◆ Text
Die Vordereifel



Geschichtliches und Wanderungen von Joseph Pesch - 1901





Die Burgen



Die beträchtliche Anzahl von Burgen (meist Tiefburgen), welche unsere Gegend aufweist, macht eine eigene Betrachtung der Entstehung der Burgen sowie des Burgenbaues notwendig, wobei dann auf Beispiele unserer Gegend hingewiesen wird.

Der Namen "Burg" ist sehr alt und bedeutet dem Wortbegriffe nach eine bergende, schützende Stelle. Die Burg im kleinsten Umfange ist nichts als die Befestigung eines einzelnen Wohnhauses, die Stadt im Mittelalter ist eine Burg im größten Umfange, eine Verteidigungslinie um eine Reihe von Wohnhäusern und öffentlichen Gebäuden. Die Burgen des Landadels sind einzuteilen in Burgen der Dynasten (Tomburg) und in Burgen der Feudalen, der Lehensburgen. Dynasten sind die Häupter derjenigen Geschlechter, welche das Stadthalter oder Grafenamt eines Gaues inne hatten und welche eine unmittelbare Freiheit behaupteten.

◆ Datenzeilen
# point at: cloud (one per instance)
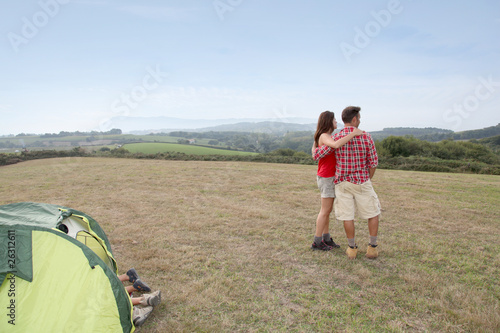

◆ Aufgaben
1. Nenne alle zusammengesetzten Wörter mit dem Bestandteil „burg“, die im Text über die Burgen der Vordereifel vorkommen, in der dort verwendeten Form.
2. Schreibe bitte den Text über die Burgen der Vordereifel im Anschluss an seinen letzten Satz weiter.

◆ Lösungen
1. Tiefburgen, Burgenbaues, Tomburg, Lehensburgen

2.
Die Entstehung der Lehensburgen ist folgende: Die Dienstleute der kaiserlichen Stadthalter bekamen als Lohn für ihre Treue ein beneficium (feudum), das meist in Grundbesitz bestand. Dieses Lehensgut blieb als ein Pfand gegenseitiger Treue im Besitze des Vasallen, obgleich dem Lehensherrn zu allen Zeiten ein gewisses Ober-Eigentumsrecht zustand und derselbe auf allen Burgen seiner Lehensleute das sog. Öffnungrecht, d.h. das Besetzungsrecht behielt. (Offenhaus!)

Nach ihrer Lage teilt man die Burgen ein in Hochburgen, die auf Bergkuppen oder Bergvorsprüngen errichtet sind und in Tiefburgen, welche in Tälern oder Ebenen liegen (Winterburg, Burg Ringsheim, Burg Flamersheim, Burg Kirspenich, Burg Arloff, Burg Antweiler, Burg Wachendorf, Burg Zievel, Burg Satzvey, Burg Veynau).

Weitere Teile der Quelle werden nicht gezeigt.